▶ **PROVIDED ENTRIES**:
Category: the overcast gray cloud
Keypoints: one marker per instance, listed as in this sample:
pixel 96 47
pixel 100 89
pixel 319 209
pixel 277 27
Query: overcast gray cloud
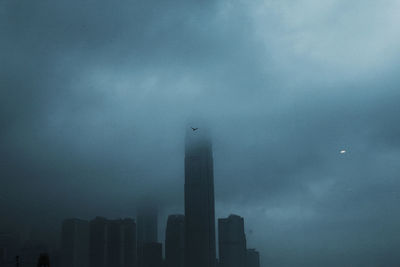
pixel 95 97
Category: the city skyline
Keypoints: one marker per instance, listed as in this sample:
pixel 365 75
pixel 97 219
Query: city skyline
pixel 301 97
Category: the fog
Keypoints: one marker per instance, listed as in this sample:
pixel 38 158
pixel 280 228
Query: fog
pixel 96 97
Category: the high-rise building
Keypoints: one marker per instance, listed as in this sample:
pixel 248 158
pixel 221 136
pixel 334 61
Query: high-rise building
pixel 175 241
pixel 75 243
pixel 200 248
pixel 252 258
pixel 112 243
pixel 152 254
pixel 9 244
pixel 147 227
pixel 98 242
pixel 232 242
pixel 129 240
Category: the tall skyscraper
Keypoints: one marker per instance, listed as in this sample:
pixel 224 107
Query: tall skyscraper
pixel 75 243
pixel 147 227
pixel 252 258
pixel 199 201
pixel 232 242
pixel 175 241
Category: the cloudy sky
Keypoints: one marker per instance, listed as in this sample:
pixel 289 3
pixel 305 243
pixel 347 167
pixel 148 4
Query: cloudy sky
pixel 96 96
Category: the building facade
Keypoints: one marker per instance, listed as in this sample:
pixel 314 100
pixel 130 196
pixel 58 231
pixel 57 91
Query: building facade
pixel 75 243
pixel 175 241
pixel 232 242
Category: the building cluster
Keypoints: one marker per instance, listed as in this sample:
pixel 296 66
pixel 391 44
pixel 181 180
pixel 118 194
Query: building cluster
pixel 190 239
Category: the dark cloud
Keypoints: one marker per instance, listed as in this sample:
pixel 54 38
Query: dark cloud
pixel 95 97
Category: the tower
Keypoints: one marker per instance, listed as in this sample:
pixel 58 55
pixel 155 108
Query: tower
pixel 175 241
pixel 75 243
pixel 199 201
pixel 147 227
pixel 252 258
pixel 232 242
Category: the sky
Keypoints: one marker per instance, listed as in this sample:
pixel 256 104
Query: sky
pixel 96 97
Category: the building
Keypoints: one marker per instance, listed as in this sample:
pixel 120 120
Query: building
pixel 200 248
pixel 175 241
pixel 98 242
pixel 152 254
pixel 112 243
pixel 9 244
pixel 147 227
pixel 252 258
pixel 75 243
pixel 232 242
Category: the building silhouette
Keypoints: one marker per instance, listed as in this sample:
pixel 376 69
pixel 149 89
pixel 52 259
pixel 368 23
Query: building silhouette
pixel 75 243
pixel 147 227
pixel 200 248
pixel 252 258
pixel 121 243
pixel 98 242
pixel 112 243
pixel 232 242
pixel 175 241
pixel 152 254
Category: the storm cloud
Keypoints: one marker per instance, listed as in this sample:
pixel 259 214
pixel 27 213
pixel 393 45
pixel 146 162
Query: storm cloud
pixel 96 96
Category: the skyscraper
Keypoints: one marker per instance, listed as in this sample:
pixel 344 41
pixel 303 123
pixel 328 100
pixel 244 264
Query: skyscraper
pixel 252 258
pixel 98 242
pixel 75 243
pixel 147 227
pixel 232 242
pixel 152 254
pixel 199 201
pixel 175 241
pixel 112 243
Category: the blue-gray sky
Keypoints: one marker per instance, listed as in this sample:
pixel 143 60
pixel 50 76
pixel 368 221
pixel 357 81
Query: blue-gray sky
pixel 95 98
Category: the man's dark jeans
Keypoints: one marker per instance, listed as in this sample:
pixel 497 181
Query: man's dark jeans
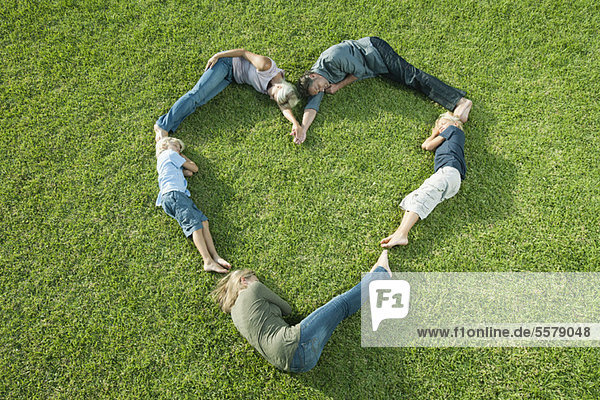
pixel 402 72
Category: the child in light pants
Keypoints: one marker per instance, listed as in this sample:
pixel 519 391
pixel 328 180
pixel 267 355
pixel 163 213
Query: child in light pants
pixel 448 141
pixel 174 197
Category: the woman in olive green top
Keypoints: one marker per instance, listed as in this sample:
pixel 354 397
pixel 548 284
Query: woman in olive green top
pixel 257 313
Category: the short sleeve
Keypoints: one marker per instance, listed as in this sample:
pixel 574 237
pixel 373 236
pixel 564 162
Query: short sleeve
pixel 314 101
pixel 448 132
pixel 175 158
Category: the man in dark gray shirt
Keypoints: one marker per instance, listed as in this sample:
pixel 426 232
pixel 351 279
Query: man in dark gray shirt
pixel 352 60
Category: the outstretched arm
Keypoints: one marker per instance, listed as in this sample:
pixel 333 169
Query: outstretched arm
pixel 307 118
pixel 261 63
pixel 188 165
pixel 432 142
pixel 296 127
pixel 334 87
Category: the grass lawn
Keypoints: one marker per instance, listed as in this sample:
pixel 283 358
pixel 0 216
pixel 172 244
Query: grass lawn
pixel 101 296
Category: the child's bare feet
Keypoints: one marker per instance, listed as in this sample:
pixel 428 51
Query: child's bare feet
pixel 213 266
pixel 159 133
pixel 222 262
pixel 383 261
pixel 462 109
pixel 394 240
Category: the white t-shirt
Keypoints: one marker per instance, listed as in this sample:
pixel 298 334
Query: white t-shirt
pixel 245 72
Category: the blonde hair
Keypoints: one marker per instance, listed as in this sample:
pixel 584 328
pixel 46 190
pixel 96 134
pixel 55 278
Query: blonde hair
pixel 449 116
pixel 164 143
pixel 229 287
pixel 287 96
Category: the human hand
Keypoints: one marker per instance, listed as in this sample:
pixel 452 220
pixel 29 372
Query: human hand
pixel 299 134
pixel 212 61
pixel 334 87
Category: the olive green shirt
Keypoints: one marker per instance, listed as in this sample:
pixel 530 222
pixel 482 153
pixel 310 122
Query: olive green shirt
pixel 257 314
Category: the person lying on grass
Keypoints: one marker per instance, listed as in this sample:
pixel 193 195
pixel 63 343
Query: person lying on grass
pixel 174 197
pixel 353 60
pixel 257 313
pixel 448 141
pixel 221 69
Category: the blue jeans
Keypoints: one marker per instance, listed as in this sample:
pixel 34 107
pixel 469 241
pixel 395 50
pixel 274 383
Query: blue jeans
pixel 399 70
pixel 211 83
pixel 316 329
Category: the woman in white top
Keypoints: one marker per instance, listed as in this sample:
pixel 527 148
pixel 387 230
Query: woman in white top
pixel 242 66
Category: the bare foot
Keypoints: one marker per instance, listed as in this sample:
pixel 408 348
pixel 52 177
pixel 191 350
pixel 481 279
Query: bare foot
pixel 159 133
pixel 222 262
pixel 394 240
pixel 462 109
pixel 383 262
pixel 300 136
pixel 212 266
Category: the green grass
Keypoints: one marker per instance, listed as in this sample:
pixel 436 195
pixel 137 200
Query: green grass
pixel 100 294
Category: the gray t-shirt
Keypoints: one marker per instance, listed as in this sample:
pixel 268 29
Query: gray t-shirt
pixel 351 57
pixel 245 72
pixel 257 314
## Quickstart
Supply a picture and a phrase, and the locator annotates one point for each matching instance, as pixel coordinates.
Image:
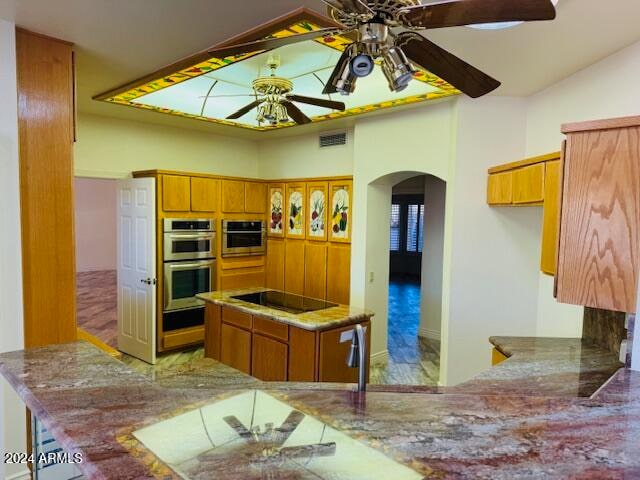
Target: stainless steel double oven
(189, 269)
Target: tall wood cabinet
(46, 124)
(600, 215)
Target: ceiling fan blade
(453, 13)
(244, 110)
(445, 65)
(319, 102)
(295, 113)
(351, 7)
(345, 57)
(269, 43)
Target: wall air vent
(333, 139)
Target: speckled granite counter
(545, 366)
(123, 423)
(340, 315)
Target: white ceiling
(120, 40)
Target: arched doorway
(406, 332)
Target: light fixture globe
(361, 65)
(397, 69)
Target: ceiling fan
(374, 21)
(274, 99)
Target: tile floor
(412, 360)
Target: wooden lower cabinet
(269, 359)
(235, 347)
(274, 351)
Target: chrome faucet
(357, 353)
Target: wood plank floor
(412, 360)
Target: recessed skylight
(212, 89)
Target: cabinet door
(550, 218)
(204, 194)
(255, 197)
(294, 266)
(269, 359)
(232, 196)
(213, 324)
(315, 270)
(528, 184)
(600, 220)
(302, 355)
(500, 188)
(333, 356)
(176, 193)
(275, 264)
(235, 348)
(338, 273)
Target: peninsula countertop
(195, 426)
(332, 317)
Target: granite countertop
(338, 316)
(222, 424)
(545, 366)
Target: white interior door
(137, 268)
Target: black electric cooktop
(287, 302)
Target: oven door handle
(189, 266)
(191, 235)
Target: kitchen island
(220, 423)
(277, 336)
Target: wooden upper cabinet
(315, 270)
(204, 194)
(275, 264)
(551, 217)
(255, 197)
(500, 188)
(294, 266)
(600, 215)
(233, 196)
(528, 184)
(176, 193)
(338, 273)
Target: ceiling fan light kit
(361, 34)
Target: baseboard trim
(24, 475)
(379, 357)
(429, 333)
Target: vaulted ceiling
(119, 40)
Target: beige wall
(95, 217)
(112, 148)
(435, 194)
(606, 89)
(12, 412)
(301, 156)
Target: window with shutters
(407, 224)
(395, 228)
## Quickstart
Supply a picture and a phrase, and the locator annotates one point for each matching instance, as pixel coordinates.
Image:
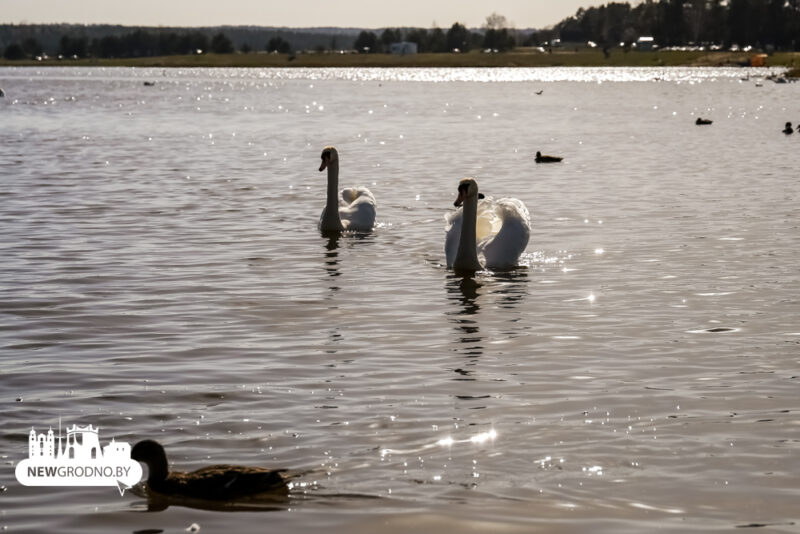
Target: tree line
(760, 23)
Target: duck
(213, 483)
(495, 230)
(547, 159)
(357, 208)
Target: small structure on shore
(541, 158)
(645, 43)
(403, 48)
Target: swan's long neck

* * *

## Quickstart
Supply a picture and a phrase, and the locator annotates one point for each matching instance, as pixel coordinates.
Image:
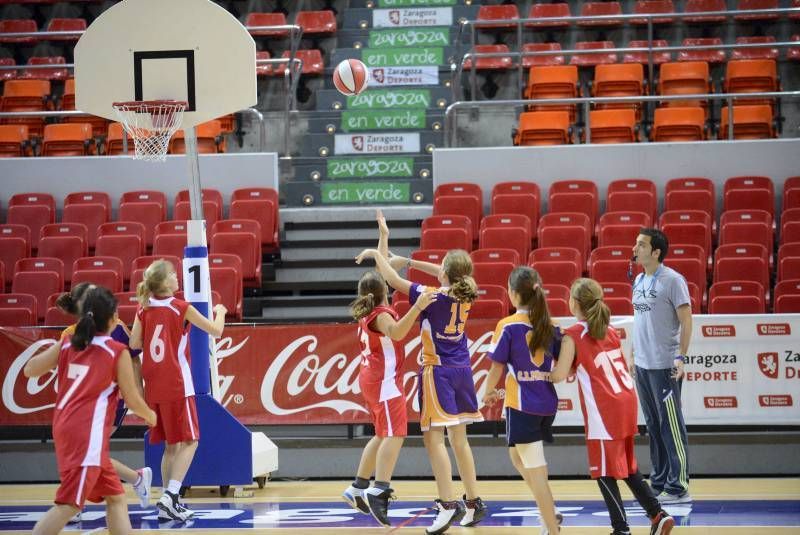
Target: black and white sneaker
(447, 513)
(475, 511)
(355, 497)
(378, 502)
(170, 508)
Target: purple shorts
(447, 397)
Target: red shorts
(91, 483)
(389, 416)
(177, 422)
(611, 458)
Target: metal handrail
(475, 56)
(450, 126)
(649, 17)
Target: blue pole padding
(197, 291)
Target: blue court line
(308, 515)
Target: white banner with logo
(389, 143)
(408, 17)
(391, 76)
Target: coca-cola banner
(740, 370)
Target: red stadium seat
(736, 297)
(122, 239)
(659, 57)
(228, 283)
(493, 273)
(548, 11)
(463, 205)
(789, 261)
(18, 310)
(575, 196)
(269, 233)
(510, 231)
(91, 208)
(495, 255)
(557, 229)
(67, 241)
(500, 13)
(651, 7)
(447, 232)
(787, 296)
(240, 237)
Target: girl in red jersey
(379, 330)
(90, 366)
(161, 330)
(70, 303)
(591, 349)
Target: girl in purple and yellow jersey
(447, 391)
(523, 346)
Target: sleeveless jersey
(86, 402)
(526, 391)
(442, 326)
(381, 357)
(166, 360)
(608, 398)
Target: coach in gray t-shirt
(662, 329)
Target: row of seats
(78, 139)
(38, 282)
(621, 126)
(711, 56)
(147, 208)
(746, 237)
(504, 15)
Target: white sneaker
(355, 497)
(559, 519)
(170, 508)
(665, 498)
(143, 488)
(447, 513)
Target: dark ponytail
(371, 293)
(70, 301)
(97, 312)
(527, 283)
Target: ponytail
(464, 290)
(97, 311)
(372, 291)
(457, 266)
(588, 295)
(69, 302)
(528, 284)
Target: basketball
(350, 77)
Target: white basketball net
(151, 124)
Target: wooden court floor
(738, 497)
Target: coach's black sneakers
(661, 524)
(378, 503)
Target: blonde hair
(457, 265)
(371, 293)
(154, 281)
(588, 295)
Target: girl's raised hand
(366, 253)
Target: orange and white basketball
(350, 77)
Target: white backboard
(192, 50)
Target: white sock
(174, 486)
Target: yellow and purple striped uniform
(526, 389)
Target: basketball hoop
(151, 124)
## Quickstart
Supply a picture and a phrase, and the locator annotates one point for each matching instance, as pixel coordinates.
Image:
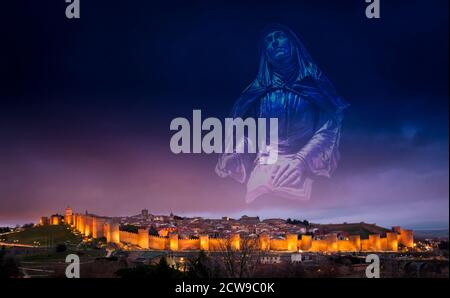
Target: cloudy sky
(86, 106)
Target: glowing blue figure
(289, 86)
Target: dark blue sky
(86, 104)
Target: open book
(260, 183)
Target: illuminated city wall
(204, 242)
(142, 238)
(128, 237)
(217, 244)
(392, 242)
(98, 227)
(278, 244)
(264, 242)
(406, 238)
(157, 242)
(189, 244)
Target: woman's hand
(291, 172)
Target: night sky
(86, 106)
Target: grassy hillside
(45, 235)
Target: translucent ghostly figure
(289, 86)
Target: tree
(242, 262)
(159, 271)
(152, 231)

▶ **ACTIVITY**:
Output only an exact transcription of the lines above from the one with "Target: small structure on shore" up to and including the one with "Target: swan's long neck".

▶ **WRITTEN RESPONSE**:
Target: small structure on shore
(541, 158)
(645, 43)
(403, 48)
Target: swan's long neck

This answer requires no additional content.